課題の指示 |
1. ファイル思考についての文章に照らして、次の(a)〜(c)が本文の内容と合うかどうかを「はい」か「いいえ」で判定し、決め手となる本文の語句をそのまま引用せよ。(a) かつては資料を印刷して上司に提出していた。(b) PowerPointを共有するにはファイルを添付して送る必要があるとしている。(c) アクセス権の管理は今もIT部門だけが担っているとしている。
2. ファイル思考についての文章によると、Officeアプリのクラウド対応が進んだことで、ファイルは何から何へと変わったか。
3. ファイル思考についての文章を、最後の文の後から書き継げ。

出典の抜粋 |
◆ ◆ ◆ ◆ ◆
第2話 ファイル思考の終わり ─ 「添付して送る」働き方から「一緒に考える」共創時代へ
■ はじめに:「ファイルを添付して共有する」が当たり前だった時代
かつて、資料はWordやExcelで作成し、
プリントアウトして上司に提出、コピーして配布──そんな時代がありました。
その後、ファイルはメールで送るようになり、
社内の共有フォルダ(ファイルサーバー)に保存するようにもなりました。
情報共有の手段としての「ファイル」は、長く私たちの働き方の中心にありました。
でも今、そうした“ファイル思考”の働き方が限界を迎えつつあると感じています。

“ファイル思考”の働き方が限界を迎えつつある
■ テクノロジーの進化は、実は“考え方”を変える力を持っている
近年、Officeアプリのクラウド対応が進み、
ファイルは「添付して送るもの」から「一緒に触れるもの」へと変わりました。
たとえば:
- WordやExcelは共同編集が当たり前に
- PowerPointも、URLを送るだけで共有できる
- リアルタイムで同じスライドにコメントを入れることができる
これまでIT部門が担っていた「ファイルサーバーの共有設定」や「アクセス権の管理」も、今はユーザー自身が責任を持って設定する時代になりました。
◆ ◆ ◆ ◆ ◆
提示資料 |
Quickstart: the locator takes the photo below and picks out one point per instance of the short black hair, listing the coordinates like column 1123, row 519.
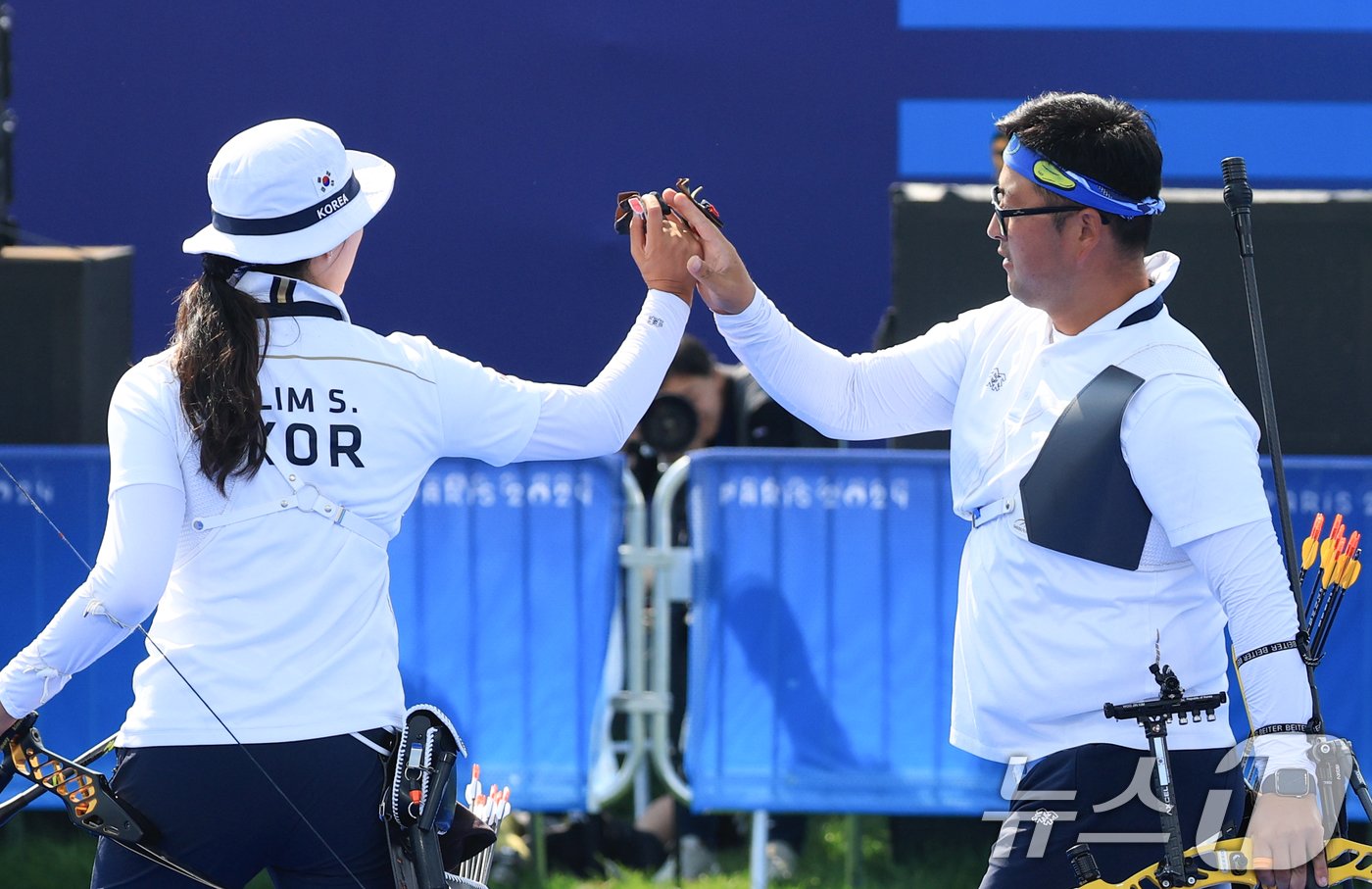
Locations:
column 692, row 359
column 1098, row 136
◆ ◆ ◆ ◆ ◆
各課題の解答 |
1.
(a) はい:「プリントアウトして上司に提出、コピーして配布──そんな時代がありました。」
(b) いいえ:「PowerPointも、URLを送るだけで共有できる」
(c) いいえ:「これまでIT部門が担っていた「ファイルサーバーの共有設定」や「アクセス権の管理」も、今はユーザー自身が責任を持って設定する時代になりました。」

2. 「添付して送るもの」から「一緒に触れるもの」へと変わった。

3.
■ “共有する”ではなく、“一緒に考える”へ
クラウドによる共同編集の次に現れたのが、Microsoft Loopです。
Loopは、「資料」という単位ではなく、「考えのかけら」をブロック単位で共有するという新しい発想。
- 企画のたたき台の一文
- チェックリストの下書き
- ブレストのメモ
- 会議中に誰かが書き出したメモブロック
これらをファイル化せずに、そのままTeamsの中に埋め込んで使うという感覚。
つまり、これからは「資料やたたき台をつくってから共有」ではなく、
「考え始める段階から一緒に進める」ことが当たり前になってきます。

これからは、「考え始める段階から一緒に
進める」ことが当たり前になってきます
■ でも、職場の意識はそこまで来ていない
Loopや共同編集といったテクノロジーは進化しています。
しかし、職場の側はまだそこまでの変化に対応しきれていない現場も多いのが実情です。
- 未だにメールでファイル添付が基本
- ファイルは一度作ってから渡すもの、という前提
- 途中経過や思考の過程を見せることに抵抗がある
このギャップこそが、“Teamsを使っているのに、しっくりこない”理由のひとつなのです。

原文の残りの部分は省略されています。